TEXT PROVIDED ▸
━━━━━━━━━━━━━━━━━━━━━━━━━━━━━━
Relative Velocity

by Jason "Mussolini" Crandall, Doug "Castro" Antoni, April 1998


Table of Contents


Here are the quantities you will use:


New Quantities


Defining Relative Velocity

I hope by now you have become very comfortable with vectors because solving relative velocity problems requires an extensive understanding of vectors. Relative velocity means the speed of a moving object with respect to another moving object. This is less complicated than it sounds. For example, consider two cars headed opposite directions on I-5, both traveling at 60 mph. As they approach each other, the speed of one car relative to the other is 120 mph (60 mph + 60 mph = 120 mph). Specifically, to an observer on one train, the other train seems to be approaching at 120 mph. Alternately, if one car traveling at 60 mph passes a second car traveling at 45 mph, the speed of the first car relative to the second would be 15 mph (60 mph -45 mph = 15 mph).
If both objects (or velocities) are in the same direction, relative velocity is nothing more than addition or subtraction. But if they are not along the same line, we must use vectors. It is also very important to define the frame of reference (that is, whether the specified velocity is with respect to another object, the Earth or something else entirely).
━━━━━━━━━━━━━━━━━━━━━━━━━━━━━━
MATERIAL PROVIDED ▸
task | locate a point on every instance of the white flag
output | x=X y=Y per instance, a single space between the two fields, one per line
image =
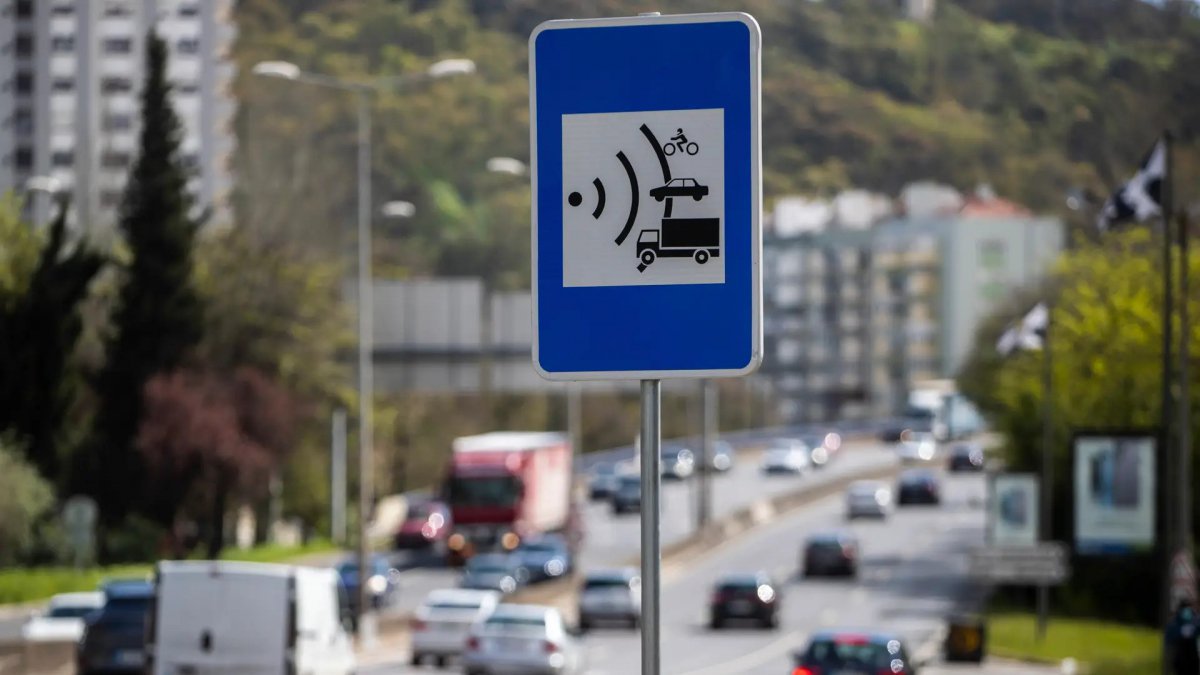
━━━━━━━━━━━━━━━━━━━━━━━━━━━━━━
STATED GOAL A ▸
Copy the passage from the relative velocity text between "Defining Relative Velocity" and "mph = 15 mph).", inclusive.
STATED GOAL B ▸
In the relative velocity text, what must be used when two velocities are not along the same line?
Rely only on the relative velocity text.

FULL RESPONSE A ▸
Defining Relative Velocity

I hope by now you have become very comfortable with vectors because solving relative velocity problems requires an extensive understanding of vectors. Relative velocity means the speed of a moving object with respect to another moving object. This is less complicated than it sounds. For example, consider two cars headed opposite directions on I-5, both traveling at 60 mph. As they approach each other, the speed of one car relative to the other is 120 mph (60 mph + 60 mph = 120 mph). Specifically, to an observer on one train, the other train seems to be approaching at 120 mph. Alternately, if one car traveling at 60 mph passes a second car traveling at 45 mph, the speed of the first car relative to the second would be 15 mph (60 mph -45 mph = 15 mph).

FULL RESPONSE B ▸
Vectors must be used.